PAGE EXTRACT ::

╔══

# Work permit



## kumar1234 (Apr 15, 2015)

Dear Sir 

I am Mechanical Engineer , I have job offer from Canada employer and need some info how to make my work permit please give me advice on below questions :

1) is it required ILTES ?
2) how to make my work permit 
3) what document required from employer , they give only offer letter and I said I will make all arrangement about visa 
4) how is processing time ?& cost 
Regards

Amar


----------



## Auld Yin (Mar 10, 2009)

IELTS is not required for a TWP.
Has the prospective employer got Government approval to hire from outside Canada????? You need this before beginning your application for a TWP.


----------



## colchar (Oct 25, 2011)

kumar1234 said:


> Dear Sir
> 
> I am Mechanical Engineer , I have job offer from Canada employer and need some info how to make my work permit



What does that even mean? "Make my work permit" makes absolutely no sense. 



> 1) is it required ILTES ?


No.



> 2) how to make my work permit



Seriously, what does this even mean?

╚══

WHAT THE TASK ASKS ::
Rewrite the part of the work permit thread that opens with "## colchar (Oct" and closes with "absolutely no sense.", putting "completely" in place of "absolutely".

MATERIAL ::

╔══

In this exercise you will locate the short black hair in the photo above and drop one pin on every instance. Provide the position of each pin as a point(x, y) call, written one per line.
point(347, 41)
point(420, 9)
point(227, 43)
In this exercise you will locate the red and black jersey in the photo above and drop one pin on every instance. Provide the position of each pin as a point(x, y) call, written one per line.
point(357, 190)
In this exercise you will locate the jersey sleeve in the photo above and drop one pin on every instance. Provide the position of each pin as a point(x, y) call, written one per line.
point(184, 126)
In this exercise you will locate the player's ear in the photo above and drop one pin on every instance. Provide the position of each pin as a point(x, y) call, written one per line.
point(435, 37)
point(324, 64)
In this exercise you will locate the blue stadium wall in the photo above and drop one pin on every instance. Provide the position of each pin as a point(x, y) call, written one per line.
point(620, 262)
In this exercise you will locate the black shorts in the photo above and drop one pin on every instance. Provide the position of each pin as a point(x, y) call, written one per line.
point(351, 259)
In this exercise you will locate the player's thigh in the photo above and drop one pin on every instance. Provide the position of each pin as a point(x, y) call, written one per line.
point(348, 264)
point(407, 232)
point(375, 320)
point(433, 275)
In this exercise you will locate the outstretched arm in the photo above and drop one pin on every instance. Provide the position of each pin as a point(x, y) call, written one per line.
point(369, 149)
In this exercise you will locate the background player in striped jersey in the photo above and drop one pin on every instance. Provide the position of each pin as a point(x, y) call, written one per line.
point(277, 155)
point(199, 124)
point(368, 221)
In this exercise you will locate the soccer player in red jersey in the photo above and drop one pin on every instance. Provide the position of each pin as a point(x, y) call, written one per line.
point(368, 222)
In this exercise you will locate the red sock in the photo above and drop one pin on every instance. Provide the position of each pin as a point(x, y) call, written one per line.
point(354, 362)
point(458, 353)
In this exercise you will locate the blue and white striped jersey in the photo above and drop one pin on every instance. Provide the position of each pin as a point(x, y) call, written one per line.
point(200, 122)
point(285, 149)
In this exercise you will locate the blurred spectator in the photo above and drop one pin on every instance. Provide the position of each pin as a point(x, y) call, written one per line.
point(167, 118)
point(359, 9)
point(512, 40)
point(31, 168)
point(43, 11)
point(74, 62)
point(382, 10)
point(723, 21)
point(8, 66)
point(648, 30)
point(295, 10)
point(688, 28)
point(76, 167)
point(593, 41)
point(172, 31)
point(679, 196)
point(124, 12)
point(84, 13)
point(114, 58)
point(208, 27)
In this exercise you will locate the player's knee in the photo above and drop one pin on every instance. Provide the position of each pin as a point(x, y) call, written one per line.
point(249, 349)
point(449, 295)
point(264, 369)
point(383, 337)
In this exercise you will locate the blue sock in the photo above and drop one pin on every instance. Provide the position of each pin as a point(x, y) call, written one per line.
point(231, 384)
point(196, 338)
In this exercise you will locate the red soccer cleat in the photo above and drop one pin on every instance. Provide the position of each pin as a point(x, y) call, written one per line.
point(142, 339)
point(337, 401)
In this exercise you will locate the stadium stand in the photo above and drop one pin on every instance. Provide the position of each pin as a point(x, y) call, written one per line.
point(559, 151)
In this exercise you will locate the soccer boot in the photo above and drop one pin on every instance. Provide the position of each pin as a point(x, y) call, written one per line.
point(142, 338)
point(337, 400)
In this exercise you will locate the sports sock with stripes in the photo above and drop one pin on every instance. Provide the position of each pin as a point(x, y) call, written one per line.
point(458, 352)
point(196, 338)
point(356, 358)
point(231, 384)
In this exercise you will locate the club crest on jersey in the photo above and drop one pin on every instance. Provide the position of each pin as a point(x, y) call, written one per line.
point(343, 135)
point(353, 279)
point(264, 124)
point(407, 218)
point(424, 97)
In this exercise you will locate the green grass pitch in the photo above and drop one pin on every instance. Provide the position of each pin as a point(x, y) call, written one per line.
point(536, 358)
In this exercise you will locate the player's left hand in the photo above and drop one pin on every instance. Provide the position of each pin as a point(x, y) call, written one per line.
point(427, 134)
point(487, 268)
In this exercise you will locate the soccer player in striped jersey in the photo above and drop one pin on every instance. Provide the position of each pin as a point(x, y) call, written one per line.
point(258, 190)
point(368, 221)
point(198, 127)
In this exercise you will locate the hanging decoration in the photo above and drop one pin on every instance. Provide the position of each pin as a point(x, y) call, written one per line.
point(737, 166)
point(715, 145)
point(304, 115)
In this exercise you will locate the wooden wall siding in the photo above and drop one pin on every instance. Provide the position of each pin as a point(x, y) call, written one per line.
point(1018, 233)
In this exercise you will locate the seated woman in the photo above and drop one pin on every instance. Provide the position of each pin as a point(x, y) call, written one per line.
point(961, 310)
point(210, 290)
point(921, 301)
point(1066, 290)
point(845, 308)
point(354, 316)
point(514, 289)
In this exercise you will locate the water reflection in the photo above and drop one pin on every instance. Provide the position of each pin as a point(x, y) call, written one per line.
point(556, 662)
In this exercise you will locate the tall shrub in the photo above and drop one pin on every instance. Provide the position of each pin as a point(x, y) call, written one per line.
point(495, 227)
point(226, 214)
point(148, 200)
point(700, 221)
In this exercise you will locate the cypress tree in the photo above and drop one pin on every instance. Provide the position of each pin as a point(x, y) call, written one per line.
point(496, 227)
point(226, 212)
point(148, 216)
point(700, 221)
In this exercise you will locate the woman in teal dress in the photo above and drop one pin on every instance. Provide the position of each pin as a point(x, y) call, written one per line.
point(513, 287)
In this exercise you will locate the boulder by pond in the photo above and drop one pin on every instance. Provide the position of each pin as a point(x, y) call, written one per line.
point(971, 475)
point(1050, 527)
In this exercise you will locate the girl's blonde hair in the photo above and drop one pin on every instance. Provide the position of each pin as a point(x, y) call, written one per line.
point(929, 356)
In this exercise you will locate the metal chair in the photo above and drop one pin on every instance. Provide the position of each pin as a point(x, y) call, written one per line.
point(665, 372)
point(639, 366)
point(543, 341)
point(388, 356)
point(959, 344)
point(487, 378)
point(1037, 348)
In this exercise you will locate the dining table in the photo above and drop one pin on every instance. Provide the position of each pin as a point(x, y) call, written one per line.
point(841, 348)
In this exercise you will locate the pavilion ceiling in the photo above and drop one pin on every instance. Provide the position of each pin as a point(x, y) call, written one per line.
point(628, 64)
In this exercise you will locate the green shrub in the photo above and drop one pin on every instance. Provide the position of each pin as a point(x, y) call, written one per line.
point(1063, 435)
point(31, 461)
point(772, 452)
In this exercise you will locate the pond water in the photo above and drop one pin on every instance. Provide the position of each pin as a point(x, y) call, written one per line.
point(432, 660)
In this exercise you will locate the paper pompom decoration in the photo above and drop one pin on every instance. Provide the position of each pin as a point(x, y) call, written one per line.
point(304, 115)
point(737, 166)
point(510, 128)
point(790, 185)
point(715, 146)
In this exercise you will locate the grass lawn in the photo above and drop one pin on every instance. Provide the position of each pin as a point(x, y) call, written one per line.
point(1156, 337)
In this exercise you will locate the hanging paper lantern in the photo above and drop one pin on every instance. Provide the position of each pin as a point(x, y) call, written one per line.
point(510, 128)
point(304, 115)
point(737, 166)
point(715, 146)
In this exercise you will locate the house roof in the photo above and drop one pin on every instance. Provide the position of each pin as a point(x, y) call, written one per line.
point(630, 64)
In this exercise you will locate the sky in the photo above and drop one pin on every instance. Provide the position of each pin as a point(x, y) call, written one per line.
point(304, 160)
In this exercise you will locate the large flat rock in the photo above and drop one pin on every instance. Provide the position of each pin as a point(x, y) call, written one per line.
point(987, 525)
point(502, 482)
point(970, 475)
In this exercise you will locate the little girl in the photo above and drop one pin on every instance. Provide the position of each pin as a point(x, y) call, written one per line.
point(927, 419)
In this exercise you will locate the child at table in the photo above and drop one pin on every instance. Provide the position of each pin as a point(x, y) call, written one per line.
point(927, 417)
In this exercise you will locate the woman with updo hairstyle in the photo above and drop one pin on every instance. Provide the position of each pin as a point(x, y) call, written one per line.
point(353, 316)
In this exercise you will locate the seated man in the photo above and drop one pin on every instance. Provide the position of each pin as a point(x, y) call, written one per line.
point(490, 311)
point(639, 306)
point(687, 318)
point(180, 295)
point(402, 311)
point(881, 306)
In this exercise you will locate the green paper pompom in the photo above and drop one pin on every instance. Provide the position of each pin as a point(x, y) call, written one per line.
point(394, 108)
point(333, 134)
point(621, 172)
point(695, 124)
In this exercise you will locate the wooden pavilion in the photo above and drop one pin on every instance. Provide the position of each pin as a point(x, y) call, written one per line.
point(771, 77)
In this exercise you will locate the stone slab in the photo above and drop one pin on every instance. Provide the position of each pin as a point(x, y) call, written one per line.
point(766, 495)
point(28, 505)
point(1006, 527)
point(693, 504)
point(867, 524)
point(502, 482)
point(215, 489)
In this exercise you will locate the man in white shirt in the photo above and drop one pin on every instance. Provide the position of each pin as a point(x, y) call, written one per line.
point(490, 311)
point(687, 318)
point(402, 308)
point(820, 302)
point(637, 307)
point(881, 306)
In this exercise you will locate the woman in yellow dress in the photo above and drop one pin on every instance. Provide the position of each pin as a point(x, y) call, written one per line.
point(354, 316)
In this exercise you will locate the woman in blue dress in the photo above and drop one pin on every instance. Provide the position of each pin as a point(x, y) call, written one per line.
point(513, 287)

╚══

RESULT FOR THIS TASK ::
## colchar (Oct 25, 2011)

kumar1234 said:


> Dear Sir
> 
> I am Mechanical Engineer , I have job offer from Canada employer and need some info how to make my work permit



What does that even mean? "Make my work permit" makes completely no sense.